:: Passage for review ::

Norman Y. MinetaYet another important speech has been given by Norman Y. Mineta, df, before the prestigious U.S. Chamber of Commerce, in Washington D.C., at 11 AM, today July 6th, 2006.

The tone was resolutely engaging and the crowd listening to this speech meant business, big infrastructure development business. Most experts agree Mr Mineta want to help the American transports industry as well as the already stressed out commuters, especially in dense urban areas.

“Thank you very, very much everybody. I appreciate it. I want to thank my very, very good friend, Tom Donohue, for that kind and wonderful introduction. Tom and I have been friends for some 30 years. My wife Deni and I very much appreciate our friendship with Tom and Liz and I, especially, am grateful for Tom’s advice. And my thanks to Tom and to the members of the United States Chamber of Commerce for everything that you do to keep our economy strong and vibrant.

Today, I come full circle. I delivered my first policy address as the United States Secretary of Transportation to the U.S. Chamber of Commerce in February 2001. Now, I return to make the final speech of my tenure as the Secretary of Transportation. In a broader sense, I leave my public service career as I began it four decades ago – as a passionate believer in the power of transportation to build prosperity and to improve the quality of our lives.

I am grateful to President Bush. He reached across party lines to give me the high honor and privilege of serving in his cabinet, to guide the transportation policies of this great Nation. And I am proud of all that has been accomplished working as part of a tremendous team.

There is much talk of the bitter partisanship that coarsens the political dialogue here in Washington, D.C., and seems to stymie effective action. But I would like to believe that we have shown – at least in some small measure – that it is still possible to place country ahead of party affiliation, in the noble tradition that defines public service at its best.

Our transportation system today is at a critical juncture that cries out for such bipartisanship – or, more accurately, for statesmanship. And while we have laid important legislative and policy foundations over the last five-and-a-half years, continued progress requires facing some basic truths.

The first is that the modern economy – and by extension, our transportation systems – are global in nature.

When I began my public service career many years ago, trade with the rest of the world represented a very small percentage of the United States’ overall economic activity. For sure, certain international markets were heavily developed. But, by and large, American prosperity was determined by what Americans bought from and sold to each other.

Today, international trade is propelling the American economy – and the world economy – in ways previously unimaginable.

The United States has the strongest, fastest growing economy in the developed world because we have some of the world’s strongest transportation systems. But we will lose that competitive edge if we make a habit out of turning our noses up at investors in our seaports, airports, and highways just because they are headquartered outside the United States.

Security is, and must always remain, a foremost concern. But it is pure folly to think that economic isolationism is an option in today’s interconnected world.

:::

Directive.
According to the passage about Norman Y. Mineta's speech, when did he deliver his first policy address as Secretary of Transportation?

:: The data ::

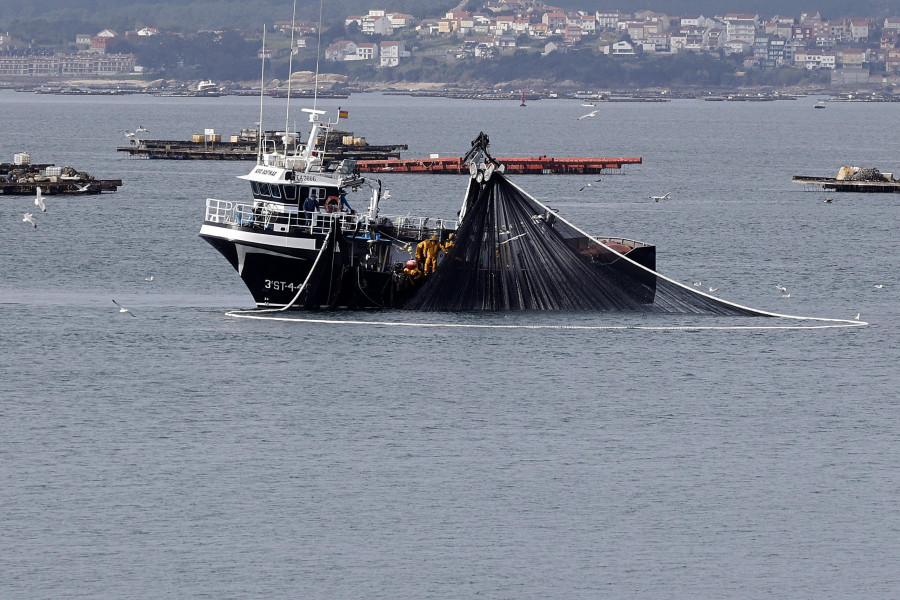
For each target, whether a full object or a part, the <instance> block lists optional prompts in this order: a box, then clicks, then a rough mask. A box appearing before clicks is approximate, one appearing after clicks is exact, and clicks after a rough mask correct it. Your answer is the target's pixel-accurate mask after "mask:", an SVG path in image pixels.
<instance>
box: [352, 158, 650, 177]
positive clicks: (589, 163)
mask: <svg viewBox="0 0 900 600" xmlns="http://www.w3.org/2000/svg"><path fill="white" fill-rule="evenodd" d="M497 160H498V161H500V162H501V163H503V165H505V166H506V172H507V173H515V174H523V175H550V174H568V175H594V174H598V173H610V172H614V171H616V170H618V169H621V168H622V165H639V164H641V162H643V161H642V160H641V158H640V157H632V158H550V157H548V156H537V157H521V158H498V159H497ZM357 167H359V171H360V172H361V173H440V174H449V175H458V174H467V175H468V174H469V165H468V164H467V163H466V162H465V159H464V157H462V156H453V157H447V158H409V159H399V158H398V159H383V160H360V161H357Z"/></svg>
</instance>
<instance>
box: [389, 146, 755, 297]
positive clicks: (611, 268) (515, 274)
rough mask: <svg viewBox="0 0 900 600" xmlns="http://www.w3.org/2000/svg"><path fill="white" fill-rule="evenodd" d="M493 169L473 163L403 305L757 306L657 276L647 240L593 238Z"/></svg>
mask: <svg viewBox="0 0 900 600" xmlns="http://www.w3.org/2000/svg"><path fill="white" fill-rule="evenodd" d="M473 145H474V142H473ZM491 160H493V159H491ZM501 171H502V168H500V169H496V170H495V165H494V164H492V163H489V164H488V165H487V167H486V168H484V169H483V170H481V169H479V170H477V172H476V170H475V169H473V177H472V179H470V181H469V188H468V190H467V193H466V202H465V204H464V207H463V211H462V214H461V222H460V226H459V229H458V231H457V235H456V240H455V243H454V244H453V245H452V247H450V248H448V249H447V253H446V255H445V257H444V258H443V259H442V260H441V262H440V264H439V266H438V267H437V269H436V270H435V272H434V274H432V275H430V276H429V277H428V279H427V280H426V282H425V283H424V284H423V286H422V289H421V290H420V291H419V292H418V293H417V294H416V295H415V296H414V297H413V298H412V299H411V300H410V301H409V302H408V303H407V304H406V306H405V308H407V309H410V310H418V311H514V310H557V311H643V312H658V313H689V314H715V315H758V314H764V313H761V312H758V311H754V310H752V309H749V308H746V307H741V306H737V305H734V304H730V303H728V302H725V301H723V300H720V299H717V298H714V297H712V296H708V295H706V294H704V293H702V292H699V291H697V290H694V289H691V288H688V287H686V286H684V285H682V284H680V283H677V282H675V281H672V280H669V279H667V278H665V277H663V276H662V275H660V274H658V273H656V271H655V267H656V264H655V248H654V247H652V246H641V247H639V246H638V245H635V246H634V247H632V246H629V245H628V241H626V240H618V241H615V242H614V241H612V240H608V239H607V240H602V241H601V240H598V239H595V238H593V237H591V236H589V235H588V234H586V233H584V232H583V231H581V230H579V229H578V228H576V227H575V226H574V225H572V224H571V223H569V222H567V221H566V220H565V219H563V218H561V217H560V216H559V215H558V214H556V213H555V212H554V211H553V210H551V209H550V208H548V207H547V206H546V205H544V204H542V203H541V202H539V201H537V200H536V199H535V198H533V197H531V196H530V195H529V194H527V193H526V192H524V191H523V190H522V189H520V188H519V187H518V186H516V185H515V184H513V183H512V182H511V181H510V180H509V179H508V178H507V177H506V176H505V175H503V173H502V172H501ZM602 242H605V243H602ZM620 242H621V243H620ZM625 253H627V254H628V256H625ZM632 257H633V258H632Z"/></svg>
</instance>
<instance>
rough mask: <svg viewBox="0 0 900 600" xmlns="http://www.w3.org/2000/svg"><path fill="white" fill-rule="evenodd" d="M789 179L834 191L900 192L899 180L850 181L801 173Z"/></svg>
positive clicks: (879, 192)
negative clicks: (893, 180) (885, 180)
mask: <svg viewBox="0 0 900 600" xmlns="http://www.w3.org/2000/svg"><path fill="white" fill-rule="evenodd" d="M791 181H793V182H794V183H802V184H804V185H809V186H815V187H820V188H821V189H823V190H829V191H834V192H857V193H863V194H875V193H898V192H900V181H852V180H850V179H835V178H834V177H805V176H803V175H794V177H793V178H792V179H791Z"/></svg>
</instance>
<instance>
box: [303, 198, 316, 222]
mask: <svg viewBox="0 0 900 600" xmlns="http://www.w3.org/2000/svg"><path fill="white" fill-rule="evenodd" d="M303 211H304V213H305V214H304V215H303V223H304V225H307V226H308V227H309V228H310V231H312V228H313V227H315V226H316V213H318V212H319V200H318V198H316V197H315V196H312V195H310V196H309V197H307V198H306V200H304V201H303Z"/></svg>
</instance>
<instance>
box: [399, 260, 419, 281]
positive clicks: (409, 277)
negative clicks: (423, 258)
mask: <svg viewBox="0 0 900 600" xmlns="http://www.w3.org/2000/svg"><path fill="white" fill-rule="evenodd" d="M403 273H404V274H405V275H406V276H407V277H409V281H410V283H415V282H416V281H417V280H418V279H419V277H421V276H422V271H420V270H419V263H417V262H416V261H414V260H408V261H406V266H405V267H403Z"/></svg>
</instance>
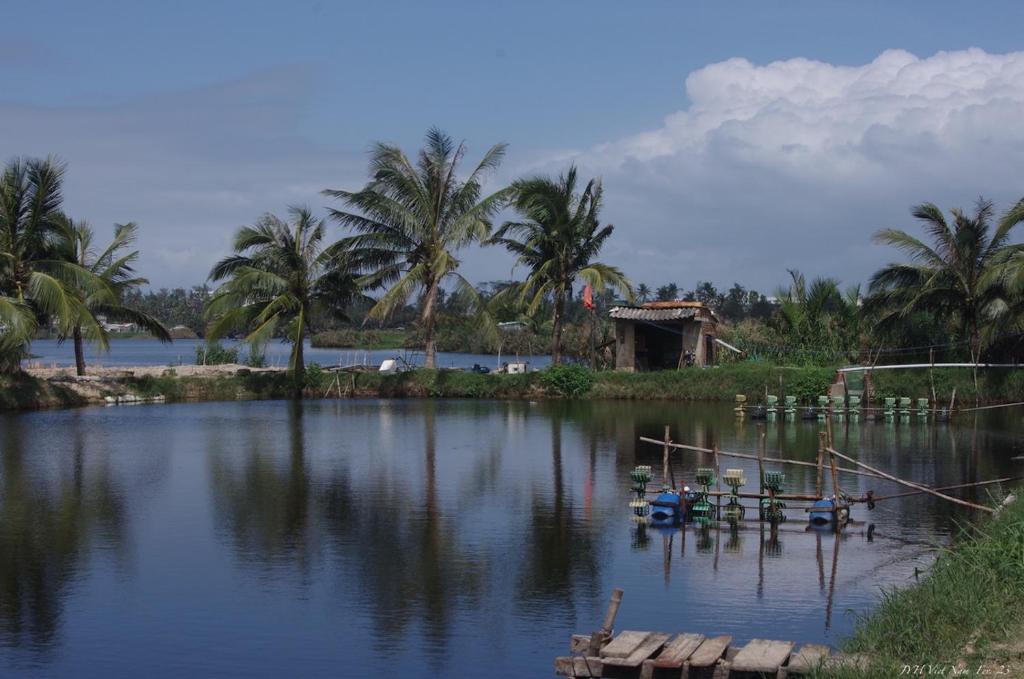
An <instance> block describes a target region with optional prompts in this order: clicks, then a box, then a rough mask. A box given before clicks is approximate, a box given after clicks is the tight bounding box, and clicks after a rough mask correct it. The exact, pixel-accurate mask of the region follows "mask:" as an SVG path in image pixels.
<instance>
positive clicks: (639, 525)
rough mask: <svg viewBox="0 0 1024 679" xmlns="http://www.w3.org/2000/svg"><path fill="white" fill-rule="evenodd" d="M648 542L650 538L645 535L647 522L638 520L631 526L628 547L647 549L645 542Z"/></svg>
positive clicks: (649, 540) (633, 548) (649, 539)
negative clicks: (637, 521) (636, 521)
mask: <svg viewBox="0 0 1024 679" xmlns="http://www.w3.org/2000/svg"><path fill="white" fill-rule="evenodd" d="M649 542H650V538H649V537H648V536H647V524H646V523H645V522H643V521H638V522H637V523H636V525H635V527H634V528H633V541H632V542H631V543H630V547H632V548H633V549H635V550H644V549H647V544H648V543H649Z"/></svg>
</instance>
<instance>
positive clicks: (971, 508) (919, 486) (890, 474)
mask: <svg viewBox="0 0 1024 679" xmlns="http://www.w3.org/2000/svg"><path fill="white" fill-rule="evenodd" d="M828 452H829V453H830V454H833V455H835V456H836V457H838V458H840V459H842V460H846V461H847V462H852V463H853V464H855V465H857V466H858V467H863V468H864V469H866V470H868V471H873V472H874V473H877V474H879V475H880V476H883V477H884V478H888V479H889V480H891V481H895V482H897V483H899V484H900V485H905V486H907V487H910V489H914V490H915V491H921V492H922V493H927V494H929V495H934V496H935V497H936V498H942V499H943V500H948V501H949V502H951V503H953V504H956V505H962V506H964V507H970V508H971V509H980V510H981V511H986V512H988V513H990V514H994V513H995V510H994V509H992V508H991V507H985V506H984V505H976V504H974V503H973V502H967V501H966V500H961V499H959V498H953V497H950V496H948V495H942V494H941V493H939V492H937V491H936V490H935V489H930V487H926V486H924V485H920V484H918V483H913V482H911V481H905V480H903V479H902V478H897V477H896V476H893V475H892V474H887V473H886V472H884V471H881V470H879V469H876V468H874V467H871V466H868V465H866V464H864V463H863V462H858V461H857V460H854V459H853V458H850V457H847V456H845V455H843V454H842V453H840V452H839V451H836V450H834V449H833V448H829V449H828Z"/></svg>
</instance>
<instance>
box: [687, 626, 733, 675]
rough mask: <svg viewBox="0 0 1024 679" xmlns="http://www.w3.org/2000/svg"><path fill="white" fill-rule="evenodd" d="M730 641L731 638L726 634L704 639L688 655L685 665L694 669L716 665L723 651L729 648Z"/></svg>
mask: <svg viewBox="0 0 1024 679" xmlns="http://www.w3.org/2000/svg"><path fill="white" fill-rule="evenodd" d="M731 641H732V637H731V636H729V635H727V634H726V635H723V636H720V637H711V638H709V639H705V640H703V642H702V643H701V644H700V645H699V646H697V649H696V650H695V651H693V652H692V653H691V654H690V659H689V661H687V664H688V665H689V666H690V667H695V668H703V667H711V666H712V665H714V664H715V663H718V659H720V657H722V654H723V653H725V649H726V648H728V647H729V643H730V642H731Z"/></svg>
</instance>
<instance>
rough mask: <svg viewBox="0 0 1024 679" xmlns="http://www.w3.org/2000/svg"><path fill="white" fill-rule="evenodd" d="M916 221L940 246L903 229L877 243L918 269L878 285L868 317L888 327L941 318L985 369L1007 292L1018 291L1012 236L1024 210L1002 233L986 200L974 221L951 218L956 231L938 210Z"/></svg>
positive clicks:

:::

Solution to this problem.
In February 2001.